### ABOUT THIS TASK
Having read the entries, repeat all of them exactly.

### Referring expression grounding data

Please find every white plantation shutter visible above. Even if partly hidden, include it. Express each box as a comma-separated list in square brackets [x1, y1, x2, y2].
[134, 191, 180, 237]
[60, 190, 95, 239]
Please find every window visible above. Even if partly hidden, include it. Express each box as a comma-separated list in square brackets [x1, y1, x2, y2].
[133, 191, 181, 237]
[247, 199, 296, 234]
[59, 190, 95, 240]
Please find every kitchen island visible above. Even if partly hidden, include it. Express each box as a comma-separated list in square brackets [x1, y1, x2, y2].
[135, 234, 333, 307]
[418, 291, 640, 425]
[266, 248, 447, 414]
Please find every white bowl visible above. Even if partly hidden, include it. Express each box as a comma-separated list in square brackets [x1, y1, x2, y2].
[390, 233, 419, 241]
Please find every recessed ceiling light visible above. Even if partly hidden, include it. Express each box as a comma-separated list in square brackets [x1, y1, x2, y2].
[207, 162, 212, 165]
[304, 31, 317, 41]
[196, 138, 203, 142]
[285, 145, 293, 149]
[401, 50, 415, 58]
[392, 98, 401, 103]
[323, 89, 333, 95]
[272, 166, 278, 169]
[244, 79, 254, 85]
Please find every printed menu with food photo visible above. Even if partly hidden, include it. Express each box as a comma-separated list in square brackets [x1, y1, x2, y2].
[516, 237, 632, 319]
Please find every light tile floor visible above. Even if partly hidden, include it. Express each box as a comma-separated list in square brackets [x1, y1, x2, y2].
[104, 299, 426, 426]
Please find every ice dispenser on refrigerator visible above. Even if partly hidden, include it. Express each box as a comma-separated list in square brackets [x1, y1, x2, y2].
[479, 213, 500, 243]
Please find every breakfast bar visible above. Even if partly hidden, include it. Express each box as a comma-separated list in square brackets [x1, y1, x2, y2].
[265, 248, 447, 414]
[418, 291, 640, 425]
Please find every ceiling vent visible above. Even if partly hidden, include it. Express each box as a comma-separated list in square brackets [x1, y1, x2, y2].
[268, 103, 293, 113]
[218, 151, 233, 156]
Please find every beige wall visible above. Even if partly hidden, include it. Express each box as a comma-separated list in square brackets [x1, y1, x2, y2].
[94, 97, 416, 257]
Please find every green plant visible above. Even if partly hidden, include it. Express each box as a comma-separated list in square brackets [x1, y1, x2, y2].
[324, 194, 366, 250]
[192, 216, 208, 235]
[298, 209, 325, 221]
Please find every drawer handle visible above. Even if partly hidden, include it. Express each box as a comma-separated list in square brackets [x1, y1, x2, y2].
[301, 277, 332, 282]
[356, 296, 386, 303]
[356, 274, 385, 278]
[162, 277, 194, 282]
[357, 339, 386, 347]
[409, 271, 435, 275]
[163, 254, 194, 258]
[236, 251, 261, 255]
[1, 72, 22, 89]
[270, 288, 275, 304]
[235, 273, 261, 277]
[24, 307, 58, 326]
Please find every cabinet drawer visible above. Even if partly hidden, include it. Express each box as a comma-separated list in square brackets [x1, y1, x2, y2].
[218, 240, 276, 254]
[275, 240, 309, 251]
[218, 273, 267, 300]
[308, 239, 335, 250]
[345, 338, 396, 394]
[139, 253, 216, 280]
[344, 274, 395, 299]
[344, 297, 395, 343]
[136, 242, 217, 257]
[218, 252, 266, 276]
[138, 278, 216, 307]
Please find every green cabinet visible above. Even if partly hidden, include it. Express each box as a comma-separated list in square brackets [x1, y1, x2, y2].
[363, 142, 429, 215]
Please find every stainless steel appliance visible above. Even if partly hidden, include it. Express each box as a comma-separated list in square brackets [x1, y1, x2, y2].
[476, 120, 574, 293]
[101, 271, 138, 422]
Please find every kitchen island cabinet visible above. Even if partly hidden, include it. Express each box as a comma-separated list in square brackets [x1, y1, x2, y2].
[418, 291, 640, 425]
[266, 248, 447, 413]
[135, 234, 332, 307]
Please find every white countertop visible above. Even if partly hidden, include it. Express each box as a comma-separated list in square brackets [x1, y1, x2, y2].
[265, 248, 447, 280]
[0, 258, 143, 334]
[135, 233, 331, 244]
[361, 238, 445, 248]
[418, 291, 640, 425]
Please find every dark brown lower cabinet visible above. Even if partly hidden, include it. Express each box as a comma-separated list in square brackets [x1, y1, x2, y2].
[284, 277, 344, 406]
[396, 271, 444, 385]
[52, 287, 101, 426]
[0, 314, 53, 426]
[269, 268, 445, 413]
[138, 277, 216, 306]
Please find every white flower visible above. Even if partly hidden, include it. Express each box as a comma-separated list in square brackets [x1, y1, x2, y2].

### RESPONSE TO THIS TASK
Please find every white plantation shutter visible above. Even if partly hidden, include it. Express each box as a comma-separated list in square brackets [x1, y1, x2, y2].
[134, 191, 180, 237]
[60, 190, 95, 239]
Please find every window visible above. Even if partly hidden, include it. Express each box as a comma-separated list in square brackets [x1, y1, x2, y2].
[133, 191, 181, 237]
[247, 199, 296, 234]
[59, 190, 95, 240]
Please find every kitchen island visible above. Even if partly hidden, include it. Express each box as a comma-separated list in square brackets [x1, y1, x2, y2].
[135, 234, 333, 307]
[418, 291, 640, 425]
[266, 248, 447, 414]
Please find every white bowl visible above. Even if partly hidden, include it. Express each box as a comma-separated list in square brackets [x1, y1, x2, y2].
[390, 233, 419, 241]
Please find every recessed ceiling light visible above. Even if partly hidden, include it. Express each box as a comma-separated list in square brackets [x1, y1, x2, y2].
[207, 162, 212, 165]
[304, 31, 317, 41]
[196, 138, 203, 142]
[285, 145, 293, 149]
[401, 50, 415, 58]
[392, 98, 401, 103]
[323, 89, 333, 95]
[272, 166, 278, 169]
[244, 79, 254, 85]
Please find every printed menu with food photo visible above. Even if partly hidden, include it. Express each box as a comma-separated list in square brackets [x1, y1, x2, y2].
[516, 237, 632, 319]
Please find every light tile floor visible above. Even if partly hidden, include it. Express each box as a comma-separated list in square brackets [x1, y1, x2, y2].
[104, 299, 426, 426]
Please find every ice dispenser on refrigerator visible above. Even if partly hidden, include it. Express each box as a comma-separated list in square brackets [x1, y1, x2, y2].
[479, 213, 500, 243]
Please find every breakfast bar visible above. Even if partly hidden, include it. Express each box as a comma-separated list in square brackets [x1, y1, x2, y2].
[265, 248, 447, 414]
[418, 291, 640, 425]
Please find every ceiling vent visible above. Even if partly hidden, include it. Express each box as a comma-separated list in square brackets [x1, y1, x2, y2].
[268, 103, 293, 113]
[218, 151, 233, 156]
Please find every beige wall visible above. Even if partly hidden, include it. Express each box as a comma-separated list in square brackets [x1, y1, x2, y2].
[94, 97, 416, 257]
Please find every green plant visible above. Even if partly hidden, include it. Express each box as a comma-separated list in square brackets [x1, y1, x2, y2].
[324, 194, 366, 250]
[192, 216, 208, 235]
[298, 209, 325, 221]
Please find every drawer handle visible above. Even if partly hidden, include it. Express each box as a comma-separated list in square brackets [x1, y1, x2, y2].
[301, 277, 332, 282]
[356, 296, 386, 303]
[356, 274, 385, 278]
[162, 277, 194, 282]
[357, 339, 386, 347]
[409, 271, 435, 275]
[163, 254, 194, 258]
[236, 251, 261, 255]
[1, 72, 22, 89]
[270, 288, 275, 304]
[235, 273, 261, 277]
[24, 307, 58, 326]
Please find every cabinet drawer visible above. Even if partly hidden, include it. Express each box as a comma-separated list in square brackets [x1, y1, x2, y2].
[218, 240, 276, 254]
[275, 240, 309, 251]
[218, 273, 267, 300]
[308, 239, 335, 250]
[345, 338, 396, 394]
[139, 253, 216, 280]
[344, 274, 395, 299]
[344, 297, 395, 343]
[136, 242, 217, 257]
[218, 252, 266, 276]
[138, 278, 216, 307]
Please find every green cabinet visible above. Even if partly hidden, include it. Express each box as a comma-separated list in square brackets [x1, y1, x2, y2].
[363, 142, 429, 215]
Please find every stainless steel appliance visible above. Even if partly hidden, include it. Express each box as a comma-separated list in square brackets [x1, y1, x2, y2].
[476, 120, 574, 293]
[101, 271, 138, 422]
Please find every kitchen island cabinet visible above. Even if partly hidden, include it. Express each box as a comma-separated list in square brackets [x1, y1, x2, y2].
[418, 291, 640, 425]
[266, 248, 447, 413]
[135, 234, 332, 307]
Please find every white countertop visible above. Even if partly hidden, include it. Express each box as a comma-separated list in square brackets [x1, y1, x2, y2].
[265, 248, 447, 280]
[0, 258, 143, 334]
[135, 233, 331, 244]
[361, 238, 445, 248]
[418, 291, 640, 425]
Please find every dark brown lower cabinet visible above. Even if partly hidden, include it. Express each box as a comma-separated list in square brackets [x1, y1, x2, y2].
[284, 277, 344, 406]
[396, 271, 444, 385]
[52, 287, 101, 426]
[0, 314, 53, 426]
[269, 268, 445, 413]
[138, 277, 216, 306]
Please find every white flower visible above. Even if partly hidden, include it. Express each box as a comma-separated list in square brackets [x1, y1, x2, y2].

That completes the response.